━━━ Exercise data

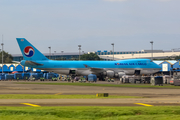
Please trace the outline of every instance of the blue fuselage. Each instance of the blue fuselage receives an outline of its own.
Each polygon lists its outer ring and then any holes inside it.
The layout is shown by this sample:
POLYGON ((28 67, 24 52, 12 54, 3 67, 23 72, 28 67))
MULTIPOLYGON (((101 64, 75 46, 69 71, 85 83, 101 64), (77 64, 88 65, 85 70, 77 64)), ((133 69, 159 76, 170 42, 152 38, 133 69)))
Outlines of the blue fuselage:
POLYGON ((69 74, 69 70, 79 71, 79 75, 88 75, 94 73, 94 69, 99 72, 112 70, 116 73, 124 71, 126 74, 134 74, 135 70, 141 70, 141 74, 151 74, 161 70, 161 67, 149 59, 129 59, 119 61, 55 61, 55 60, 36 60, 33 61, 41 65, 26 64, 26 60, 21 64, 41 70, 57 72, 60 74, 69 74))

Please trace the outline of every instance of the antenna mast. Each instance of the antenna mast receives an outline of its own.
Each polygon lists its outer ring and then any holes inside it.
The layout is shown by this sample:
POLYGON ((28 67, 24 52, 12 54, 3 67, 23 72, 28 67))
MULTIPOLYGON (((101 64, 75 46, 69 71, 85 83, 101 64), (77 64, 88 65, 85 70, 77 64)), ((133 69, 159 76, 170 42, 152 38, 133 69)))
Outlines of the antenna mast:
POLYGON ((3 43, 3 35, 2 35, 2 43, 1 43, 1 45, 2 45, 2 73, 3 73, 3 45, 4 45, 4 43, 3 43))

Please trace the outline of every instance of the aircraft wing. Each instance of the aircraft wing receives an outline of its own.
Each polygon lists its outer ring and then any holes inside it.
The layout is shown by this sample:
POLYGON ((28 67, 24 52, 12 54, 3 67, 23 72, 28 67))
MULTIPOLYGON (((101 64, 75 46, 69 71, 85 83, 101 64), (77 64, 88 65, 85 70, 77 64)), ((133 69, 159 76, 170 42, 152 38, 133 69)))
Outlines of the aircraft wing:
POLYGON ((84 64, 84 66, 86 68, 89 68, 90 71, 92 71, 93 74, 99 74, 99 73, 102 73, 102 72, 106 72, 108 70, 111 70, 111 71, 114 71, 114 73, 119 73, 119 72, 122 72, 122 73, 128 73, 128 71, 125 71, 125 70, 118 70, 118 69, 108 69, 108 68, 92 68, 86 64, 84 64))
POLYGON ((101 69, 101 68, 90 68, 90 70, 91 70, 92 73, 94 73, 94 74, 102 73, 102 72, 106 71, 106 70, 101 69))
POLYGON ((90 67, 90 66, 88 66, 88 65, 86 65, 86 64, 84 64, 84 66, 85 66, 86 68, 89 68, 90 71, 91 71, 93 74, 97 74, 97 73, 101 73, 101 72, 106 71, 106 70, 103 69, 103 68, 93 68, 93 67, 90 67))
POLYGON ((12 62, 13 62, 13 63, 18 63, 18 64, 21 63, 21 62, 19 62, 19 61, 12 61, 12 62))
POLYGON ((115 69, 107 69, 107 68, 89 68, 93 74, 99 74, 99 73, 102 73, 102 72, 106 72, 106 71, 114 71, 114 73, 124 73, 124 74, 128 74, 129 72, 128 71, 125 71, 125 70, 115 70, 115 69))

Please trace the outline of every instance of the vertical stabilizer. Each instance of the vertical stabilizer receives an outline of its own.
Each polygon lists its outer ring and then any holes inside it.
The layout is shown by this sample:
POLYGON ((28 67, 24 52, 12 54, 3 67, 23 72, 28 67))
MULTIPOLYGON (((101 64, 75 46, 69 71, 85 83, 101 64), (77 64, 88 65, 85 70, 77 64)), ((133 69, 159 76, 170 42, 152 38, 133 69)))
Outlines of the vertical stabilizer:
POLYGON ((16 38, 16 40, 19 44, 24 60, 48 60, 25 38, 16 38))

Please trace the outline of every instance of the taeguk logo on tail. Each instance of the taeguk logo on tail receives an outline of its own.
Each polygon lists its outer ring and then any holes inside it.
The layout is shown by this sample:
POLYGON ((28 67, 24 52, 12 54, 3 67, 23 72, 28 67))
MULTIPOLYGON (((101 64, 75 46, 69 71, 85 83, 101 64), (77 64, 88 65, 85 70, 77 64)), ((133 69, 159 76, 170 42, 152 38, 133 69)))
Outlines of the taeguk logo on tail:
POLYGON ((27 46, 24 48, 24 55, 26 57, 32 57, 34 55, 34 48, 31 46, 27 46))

━━━━━━

▶ [Problem to solve]: With the images omitted, retype the records above exactly.

▶ [Exercise response]:
Please trace the outline of every instance of the blue fuselage. Each instance of the blue fuselage receives an outline of its own.
Each polygon lists its outer ring and then any holes inside it.
The layout is shown by this sample:
POLYGON ((28 67, 24 52, 12 54, 3 67, 23 72, 28 67))
MULTIPOLYGON (((101 64, 75 46, 69 71, 85 83, 101 64), (77 64, 88 65, 85 70, 77 64)), ((133 69, 159 76, 170 42, 152 38, 133 69)))
Outlines of the blue fuselage:
POLYGON ((69 74, 69 70, 79 71, 79 75, 88 75, 94 73, 94 69, 99 72, 112 70, 116 73, 124 71, 126 74, 134 74, 135 70, 141 70, 141 74, 151 74, 161 70, 161 67, 149 59, 129 59, 119 61, 55 61, 55 60, 36 60, 33 61, 41 65, 26 64, 26 60, 21 64, 41 70, 57 72, 60 74, 69 74))

Please trace the outline of every instance of the antenna mast. Each instance of the antenna mast receives an outline of its own.
Each polygon lists its outer ring and then any holes inside it.
The layout is shown by this sample:
POLYGON ((28 67, 24 52, 12 54, 3 67, 23 72, 28 67))
MULTIPOLYGON (((101 64, 75 46, 69 71, 85 83, 101 64), (77 64, 88 65, 85 70, 77 64)), ((133 69, 159 76, 170 42, 152 38, 133 69)))
Outlines of the antenna mast:
POLYGON ((3 43, 3 35, 2 35, 2 43, 1 43, 1 45, 2 45, 2 73, 3 73, 3 45, 4 45, 4 43, 3 43))

Please trace the outline of every instance of the aircraft wing. Each instance of the aircraft wing receives an outline of its own.
Each polygon lists its outer ring and then any holes inside it.
The layout is shown by this sample:
POLYGON ((28 67, 24 52, 12 54, 3 67, 23 72, 28 67))
MULTIPOLYGON (((101 64, 75 46, 69 71, 85 83, 101 64), (77 64, 88 65, 85 70, 77 64)), ((133 69, 159 76, 170 42, 152 38, 133 69)))
Outlines of the aircraft wing:
POLYGON ((84 64, 84 66, 86 68, 89 68, 90 71, 92 71, 93 74, 99 74, 99 73, 102 73, 102 72, 106 72, 108 70, 111 70, 111 71, 114 71, 114 73, 119 73, 119 72, 122 72, 122 73, 128 73, 128 71, 125 71, 125 70, 118 70, 118 69, 108 69, 108 68, 92 68, 86 64, 84 64))
POLYGON ((101 69, 101 68, 90 68, 90 70, 91 70, 92 73, 94 73, 94 74, 102 73, 102 72, 106 71, 106 70, 101 69))
POLYGON ((90 67, 90 66, 88 66, 88 65, 86 65, 86 64, 84 64, 84 66, 85 66, 86 68, 89 68, 90 71, 91 71, 93 74, 97 74, 97 73, 101 73, 101 72, 106 71, 106 70, 103 69, 103 68, 93 68, 93 67, 90 67))
POLYGON ((12 62, 13 62, 13 63, 18 63, 18 64, 21 63, 21 62, 19 62, 19 61, 12 61, 12 62))
POLYGON ((115 69, 107 69, 107 68, 89 68, 93 74, 99 74, 99 73, 102 73, 102 72, 106 72, 106 71, 114 71, 114 73, 124 73, 124 74, 128 74, 129 72, 128 71, 125 71, 125 70, 115 70, 115 69))

Please trace the outline of every instance of the vertical stabilizer. Each instance of the vertical stabilizer receives an outline of its own.
Each polygon lists its outer ring and then any holes inside it.
The layout is shown by this sample:
POLYGON ((28 67, 24 52, 12 54, 3 67, 23 72, 28 67))
MULTIPOLYGON (((101 64, 75 46, 69 71, 85 83, 101 64), (77 64, 88 65, 85 70, 77 64)), ((133 69, 159 76, 170 42, 152 38, 133 69)))
Outlines of the vertical stabilizer:
POLYGON ((16 38, 16 40, 19 44, 24 60, 48 60, 25 38, 16 38))

Please trace the outline of every instance of the taeguk logo on tail. Each instance of the taeguk logo on tail receives an outline of its own.
Each polygon lists its outer ring and then any holes inside it.
The layout is shown by this sample:
POLYGON ((28 67, 24 52, 12 54, 3 67, 23 72, 28 67))
MULTIPOLYGON (((101 64, 75 46, 69 71, 85 83, 101 64), (77 64, 88 65, 85 70, 77 64)), ((133 69, 159 76, 170 42, 152 38, 133 69)))
Outlines of the taeguk logo on tail:
POLYGON ((27 46, 24 48, 24 55, 26 57, 32 57, 34 55, 34 48, 31 46, 27 46))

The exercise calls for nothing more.